═══ DOCUMENT SEGMENT ═══

# Troy Bilt Bronco Drive spring location?



## douglass2207 (Apr 16, 2017)

Hey all, new to this forum. I've searched up and down everywhere, everyday, for WEEKS. I have a 2010 Troy Bilt Bronco (42" cut, 20hp kholer engine). The guy I bought it off of had some springs fall of the bottom of the tractor that connect to the pedals and brakes and what not. I believe he lost one of the springs, or put them back in the wrong locations. I have researched parts diagrams, but they don't really show which spring connects to which location. Model number is 13wx78ks011. 

That is the same model number for 2010-2014 I believe, but the 2010 has a different "drive" diagram then the rest, not sure if it by mistake or if it is actually different. Does anyone have a picture of the underside of their tractor or have anything that could help? My gas pedal is extremely hard to press and it drives very slow, maybe 1 mph max. Thanks :cheers:


----------



## RC Wells (Dec 26, 2008)

You will need to go to Troy Built's website and download the appropriate service manual. They are now manufactured by MTD, and built for specific discounters like Lowes, etc. Each product run for a specific seller and model year is different.


----------



## thepumpguysc (Jan 25, 2015)

I have just the opposite problem.. my clutch/brake spring broke.. but its useable..
I'd take a pic for ya but don't have a camera..


----------



## douglass2207 (Apr 16, 2017)

I've checked the manuals, they don't show what I need, but thanks for the input. Pumpguys, thanks for the reply as well. Is it the sprig that connects the rod to the rear brake?

═══

INSTRUCTIONS
**a.** List every username that posts in the Troy Bilt Bronco drive spring thread, naming each one once.
**b.** Carry on the Troy Bilt Bronco drive spring thread past its last post.

═══ DATASET RECORDS ═══

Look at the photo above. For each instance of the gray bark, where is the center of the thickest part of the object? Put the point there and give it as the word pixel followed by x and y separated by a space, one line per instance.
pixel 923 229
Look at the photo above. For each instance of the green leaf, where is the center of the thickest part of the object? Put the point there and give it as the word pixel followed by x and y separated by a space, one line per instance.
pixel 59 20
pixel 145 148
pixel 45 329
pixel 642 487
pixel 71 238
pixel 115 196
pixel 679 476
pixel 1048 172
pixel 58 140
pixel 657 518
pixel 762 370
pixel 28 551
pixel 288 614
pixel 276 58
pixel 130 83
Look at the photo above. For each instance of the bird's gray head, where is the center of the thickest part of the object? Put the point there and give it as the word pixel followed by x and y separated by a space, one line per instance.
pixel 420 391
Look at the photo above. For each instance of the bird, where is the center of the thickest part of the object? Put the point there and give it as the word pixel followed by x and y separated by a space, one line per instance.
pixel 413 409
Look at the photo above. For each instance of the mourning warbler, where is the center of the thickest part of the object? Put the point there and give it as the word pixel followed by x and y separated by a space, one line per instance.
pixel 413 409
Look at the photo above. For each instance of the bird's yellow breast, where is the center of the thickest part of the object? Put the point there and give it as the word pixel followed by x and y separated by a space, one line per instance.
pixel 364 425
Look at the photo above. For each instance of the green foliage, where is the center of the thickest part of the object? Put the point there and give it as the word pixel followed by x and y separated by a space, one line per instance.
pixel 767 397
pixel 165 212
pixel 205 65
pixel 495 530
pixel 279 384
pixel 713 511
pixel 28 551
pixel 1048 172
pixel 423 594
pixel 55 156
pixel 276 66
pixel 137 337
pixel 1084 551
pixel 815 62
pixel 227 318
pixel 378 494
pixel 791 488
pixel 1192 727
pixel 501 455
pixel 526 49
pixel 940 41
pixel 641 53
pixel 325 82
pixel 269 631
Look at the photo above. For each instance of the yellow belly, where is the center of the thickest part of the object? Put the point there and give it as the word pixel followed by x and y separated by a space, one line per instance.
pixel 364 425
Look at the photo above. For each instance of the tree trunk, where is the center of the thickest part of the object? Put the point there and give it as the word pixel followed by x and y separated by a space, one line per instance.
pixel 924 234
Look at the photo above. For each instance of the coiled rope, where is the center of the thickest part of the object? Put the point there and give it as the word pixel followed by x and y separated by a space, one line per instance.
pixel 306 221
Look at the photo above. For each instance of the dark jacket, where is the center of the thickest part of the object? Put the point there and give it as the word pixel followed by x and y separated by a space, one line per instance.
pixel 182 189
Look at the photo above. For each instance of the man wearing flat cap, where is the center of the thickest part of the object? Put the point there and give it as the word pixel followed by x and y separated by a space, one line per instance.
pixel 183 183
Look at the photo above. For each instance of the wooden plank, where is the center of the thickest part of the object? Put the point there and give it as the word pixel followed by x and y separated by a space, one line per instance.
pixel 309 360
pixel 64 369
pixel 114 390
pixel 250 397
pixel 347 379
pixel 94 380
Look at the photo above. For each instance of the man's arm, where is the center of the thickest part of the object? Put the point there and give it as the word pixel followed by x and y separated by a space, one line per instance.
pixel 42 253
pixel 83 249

═══

EXERCISE ANSWERS
**a.**
douglass2207
RC Wells
thepumpguysc

**b.**
----------



## Beverly bills (Oct 2, 2017)

Did you find your problem? I am mm having the same problem. Need to see the underside of a mower.


----------



## AJF (Oct 20, 2021)

Beverly bills said:


> Did you find your problem? I am mm having the same problem. Need to see the underside of a mower.



SAME PROBLEM ON MY TROY BILT BRONCO MODEL 13WX78BS011 S/N 1A3078B40435. I replaced both upper and lower drive belts and now the tractor starts moving as soon as I engage the xmsn.


----------



## tropheusman (9 mo ago)

Here is a picture of it...


----------



## tropheusman (9 mo ago)

And here is what I believe to be the part number...


----------



## ta1904448 (5 mo ago)

How many belts on a older bronco and belts


----------



## pogobill (Jan 31, 2012)

https://www.jackssmallengines.com/jacks-parts-lookup/manufacturer/troy-bilt/13-lawn-tractors


You can look through these pages. Parts by year then by model. 
Probably 2 belts, one for drive, one for the deck.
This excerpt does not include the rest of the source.